* Source data *
▬▬▬

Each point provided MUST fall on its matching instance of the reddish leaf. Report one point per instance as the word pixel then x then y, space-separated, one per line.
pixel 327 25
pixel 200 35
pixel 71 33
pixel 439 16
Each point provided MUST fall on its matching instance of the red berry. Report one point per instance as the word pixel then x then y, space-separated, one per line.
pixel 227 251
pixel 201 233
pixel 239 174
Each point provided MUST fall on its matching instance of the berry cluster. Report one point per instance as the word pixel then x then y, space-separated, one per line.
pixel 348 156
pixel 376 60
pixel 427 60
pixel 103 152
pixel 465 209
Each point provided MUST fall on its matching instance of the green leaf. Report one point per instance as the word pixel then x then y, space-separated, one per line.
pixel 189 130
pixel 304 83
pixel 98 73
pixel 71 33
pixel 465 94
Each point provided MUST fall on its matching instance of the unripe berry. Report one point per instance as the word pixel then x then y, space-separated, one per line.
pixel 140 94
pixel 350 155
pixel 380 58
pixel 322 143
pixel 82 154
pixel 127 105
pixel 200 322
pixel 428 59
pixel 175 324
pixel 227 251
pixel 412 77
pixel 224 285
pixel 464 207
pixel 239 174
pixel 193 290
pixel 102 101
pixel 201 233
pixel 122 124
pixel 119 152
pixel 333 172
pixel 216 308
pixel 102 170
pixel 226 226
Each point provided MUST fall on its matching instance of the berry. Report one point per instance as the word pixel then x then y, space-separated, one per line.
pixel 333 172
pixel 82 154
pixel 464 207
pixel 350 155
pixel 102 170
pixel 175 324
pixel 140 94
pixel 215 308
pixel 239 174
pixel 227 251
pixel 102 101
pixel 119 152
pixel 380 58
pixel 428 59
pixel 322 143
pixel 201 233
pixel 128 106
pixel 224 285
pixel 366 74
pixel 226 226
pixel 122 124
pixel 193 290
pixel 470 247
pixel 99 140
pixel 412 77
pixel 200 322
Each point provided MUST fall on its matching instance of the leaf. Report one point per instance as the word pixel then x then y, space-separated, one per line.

▬▬▬

Transcribe the records in full, keeping every character as it is.

* The answer *
Each point provided MUST fall on its matching instance of the reddish leaf. Report one point per instance as the word pixel then x then y, space-separated, one per line.
pixel 327 25
pixel 200 35
pixel 71 33
pixel 439 16
Each point provided MUST fall on its matching instance of the red berry. Report one point per instance as the word pixel then x then y, space-separated, one per line.
pixel 227 251
pixel 201 233
pixel 239 174
Each point provided MUST fall on its matching instance of the berry cluster. Report one point per instance as the word pixel then x then y, space-separated, one per line.
pixel 348 156
pixel 376 60
pixel 427 60
pixel 103 152
pixel 465 209
Each point provided MUST fall on its matching instance of the green leaf. Report one point per instance as the word pixel then x then y, space-separated, one per line.
pixel 189 130
pixel 304 83
pixel 98 73
pixel 71 33
pixel 465 94
Each point provided MUST fall on its matching instance of the unripe berry. Report one point per instance as the word pixel then x then y, space-separated, one per line.
pixel 140 94
pixel 350 155
pixel 380 58
pixel 322 143
pixel 82 154
pixel 127 105
pixel 200 322
pixel 428 59
pixel 175 324
pixel 227 251
pixel 412 77
pixel 224 285
pixel 464 207
pixel 239 174
pixel 193 290
pixel 102 101
pixel 201 233
pixel 122 124
pixel 119 152
pixel 333 172
pixel 216 308
pixel 102 170
pixel 226 226
Each point provided MUST fall on its matching instance of the berry. Report one point per instance as the word pixel then x then y, space-separated, one per line.
pixel 333 172
pixel 82 154
pixel 464 207
pixel 350 155
pixel 102 170
pixel 175 324
pixel 140 94
pixel 215 308
pixel 239 174
pixel 227 251
pixel 102 101
pixel 119 152
pixel 380 58
pixel 428 59
pixel 322 143
pixel 201 233
pixel 128 106
pixel 224 285
pixel 366 74
pixel 226 226
pixel 122 124
pixel 193 290
pixel 470 247
pixel 99 140
pixel 412 77
pixel 200 322
Each point provided MUST fall on its matching instance of the leaf. Report one point per instance as the word pixel then x then y, space-separated, one per line.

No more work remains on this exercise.